# SET TASK A:
Edit the listing from the line containing "Target: patchwork farmland" through the end of the listing, replacing "instance" with "occurrence" everywhere and leaving all else unchanged. Return only those lines.

┌─ PASSAGE TO READ

A “slight tip.”
In a March interview, Dean of Admissions and Financial Aid William R. Fitzsimmons ’67 used these two words to describe the admissions preference provided to children of alumni.
But some say the practice confers more than just a narrow advantage to legacy applicants — and striking it down would result in dramatic changes to the diversity of Harvard’s student body, which is under threat after the fall of affirmative action.
In its high-profile lawsuit against the University, anti-affirmative action group Students for Fair Admissions argued that Harvard’s admissions policies violated the Civil Rights Act of 1964, which prohibits institutions that receive federal funds from discrimination “on the basis of race, color, and national origin.”
Just days after the Supreme Court ruled in favor of SFFA to effectively end race-based affirmative action in higher education, a federal complaint alleged that Harvard’s use of legacy and donor preferences was also in violation of the Civil Rights Act.
Legacy admissions have drawn the ire of higher education experts, the Supreme Court during oral arguments, and Democrats and Republicans in Washington this summer. In July, the Department of Education formally opened an inquiry into Harvard’s use of legacy preferences.
Still, Fitzsimmons defended the practice, noting in the March interview that it has been in place for a “very, very long time.”
“That’s what our office does,” he said.
Proponents of legacy and donor admissions point to higher yield rates, intergenerational culture and traditions, and the importance of donations for maintaining generous financial aid. But opponents argue that the preferences hinder meritocracy and disproportionately benefit wealthy and white applicants.
For Harvard, questions linger about how the College’s student body would change without legacy and donor preferences — and if the University’s fundraising would take a hit.
In the month following the Supreme Court’s decision, other institutions, including Wesleyan University and Occidental College, have eliminated legacy preferences. Other peer institutions, including MIT — Harvard’s rival down the river — have eschewed the preference since at least 2006.
Harvard has yet to follow suit, and it remains unclear whether the University is actively considering a move away from the practice.
In an email to The Crimson, Harvard spokesperson Jonathan Palumbo declined to comment on whether Harvard is reconsidering legacy and donor preferences, but he referred back to a statement the University released after the Supreme Court decision.

└─
┌─ RECORD EXTRACTS

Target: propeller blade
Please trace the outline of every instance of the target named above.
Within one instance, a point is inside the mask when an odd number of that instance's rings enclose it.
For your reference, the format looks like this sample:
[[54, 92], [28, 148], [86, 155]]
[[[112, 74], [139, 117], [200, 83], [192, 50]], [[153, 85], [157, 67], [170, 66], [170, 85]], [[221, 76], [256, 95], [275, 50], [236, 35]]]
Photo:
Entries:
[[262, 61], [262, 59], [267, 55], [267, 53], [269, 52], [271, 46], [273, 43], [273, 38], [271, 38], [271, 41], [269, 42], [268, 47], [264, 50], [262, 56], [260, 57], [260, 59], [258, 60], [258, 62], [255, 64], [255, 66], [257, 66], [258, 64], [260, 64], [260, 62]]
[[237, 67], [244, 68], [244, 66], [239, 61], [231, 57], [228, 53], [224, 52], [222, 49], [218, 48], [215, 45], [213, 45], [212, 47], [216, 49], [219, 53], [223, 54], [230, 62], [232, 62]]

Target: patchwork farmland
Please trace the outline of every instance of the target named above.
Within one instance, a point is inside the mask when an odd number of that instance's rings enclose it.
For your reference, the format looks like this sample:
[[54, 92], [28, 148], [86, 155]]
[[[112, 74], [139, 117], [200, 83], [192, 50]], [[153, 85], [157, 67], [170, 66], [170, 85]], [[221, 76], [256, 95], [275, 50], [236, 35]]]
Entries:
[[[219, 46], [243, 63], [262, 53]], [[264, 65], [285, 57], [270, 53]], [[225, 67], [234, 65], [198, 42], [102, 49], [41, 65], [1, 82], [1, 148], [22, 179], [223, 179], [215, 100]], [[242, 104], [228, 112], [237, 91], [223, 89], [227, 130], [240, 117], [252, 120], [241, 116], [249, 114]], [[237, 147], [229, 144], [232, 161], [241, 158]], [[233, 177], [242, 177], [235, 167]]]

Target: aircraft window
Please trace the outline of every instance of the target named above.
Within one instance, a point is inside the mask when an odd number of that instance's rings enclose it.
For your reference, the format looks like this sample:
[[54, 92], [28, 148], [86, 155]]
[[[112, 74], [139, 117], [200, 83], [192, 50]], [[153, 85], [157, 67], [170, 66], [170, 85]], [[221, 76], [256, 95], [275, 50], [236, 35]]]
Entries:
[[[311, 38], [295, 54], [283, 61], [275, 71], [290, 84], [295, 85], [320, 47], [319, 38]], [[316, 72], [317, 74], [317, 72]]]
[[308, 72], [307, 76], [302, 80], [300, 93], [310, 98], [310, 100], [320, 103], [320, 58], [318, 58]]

└─

# SET TASK B:
Summarize the article on legacy admissions in two sentences.

# WRITTEN REPLY A:
Target: patchwork farmland
Please trace the outline of every occurrence of the target named above.
Within one occurrence, a point is inside the mask when an odd number of that occurrence's rings enclose it.
For your reference, the format looks like this sample:
[[54, 92], [28, 148], [86, 155]]
[[[112, 74], [139, 117], [200, 83], [192, 50]], [[153, 85], [157, 67], [170, 66], [170, 85]], [[221, 76], [256, 95], [275, 50], [236, 35]]]
Entries:
[[[219, 46], [243, 63], [262, 53]], [[264, 65], [285, 57], [270, 53]], [[225, 67], [234, 65], [198, 42], [102, 49], [41, 65], [1, 82], [1, 148], [22, 179], [223, 179], [215, 100]], [[242, 104], [228, 112], [237, 91], [223, 89], [227, 130], [240, 117], [252, 120], [241, 116], [249, 114]], [[237, 147], [229, 144], [232, 161], [241, 158]], [[233, 177], [242, 177], [235, 167]]]

Target: aircraft window
Please trace the outline of every occurrence of the target named above.
Within one occurrence, a point is inside the mask when an odd number of that occurrence's rings enclose it.
For your reference, the format looks like this sample:
[[54, 92], [28, 148], [86, 155]]
[[[112, 74], [139, 117], [200, 83], [192, 50]], [[153, 85], [157, 67], [170, 66], [170, 85]], [[221, 76], [256, 95], [275, 50], [236, 35]]]
Entries:
[[[311, 38], [295, 54], [283, 61], [275, 71], [290, 84], [295, 85], [320, 47], [319, 38]], [[316, 72], [317, 74], [317, 72]]]
[[308, 72], [307, 76], [302, 80], [300, 93], [310, 98], [310, 100], [320, 103], [320, 58], [318, 58]]

# WRITTEN REPLY B:
Harvard admissions dean William R. Fitzsimmons called the preference for children of alumni a "slight tip" and defended it, though critics say it confers more than a narrow advantage, and it has drawn a federal complaint and a Department of Education inquiry. Institutions such as Wesleyan University, Occidental College and MIT have dropped legacy preferences, but Harvard has not, and its spokesperson declined to say whether it is reconsidering them.